[Record set — start]
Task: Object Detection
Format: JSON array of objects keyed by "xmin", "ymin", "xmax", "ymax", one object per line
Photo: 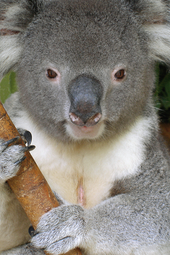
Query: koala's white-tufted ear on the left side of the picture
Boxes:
[{"xmin": 0, "ymin": 0, "xmax": 42, "ymax": 80}]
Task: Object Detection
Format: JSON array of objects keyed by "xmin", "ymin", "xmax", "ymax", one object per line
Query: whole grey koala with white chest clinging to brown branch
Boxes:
[{"xmin": 0, "ymin": 0, "xmax": 170, "ymax": 255}]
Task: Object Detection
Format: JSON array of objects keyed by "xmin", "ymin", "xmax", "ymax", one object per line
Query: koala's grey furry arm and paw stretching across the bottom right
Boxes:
[{"xmin": 32, "ymin": 152, "xmax": 170, "ymax": 255}]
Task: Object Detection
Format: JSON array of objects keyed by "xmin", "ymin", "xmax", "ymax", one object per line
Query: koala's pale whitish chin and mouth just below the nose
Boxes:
[{"xmin": 66, "ymin": 121, "xmax": 105, "ymax": 140}]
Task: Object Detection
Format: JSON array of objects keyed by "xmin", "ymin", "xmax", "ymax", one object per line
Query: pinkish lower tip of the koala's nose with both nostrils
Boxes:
[{"xmin": 69, "ymin": 112, "xmax": 102, "ymax": 127}]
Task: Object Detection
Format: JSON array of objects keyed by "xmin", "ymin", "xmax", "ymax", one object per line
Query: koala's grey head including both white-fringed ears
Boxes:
[{"xmin": 0, "ymin": 0, "xmax": 170, "ymax": 141}]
[Record set — finish]
> [Work instructions]:
The answer is every line in the data where the word "nose" appears.

> [Finished exercise]:
Query: koala's pale whitish chin and mouth just below the nose
Query: pinkish lower tip of the koala's nose with both nostrils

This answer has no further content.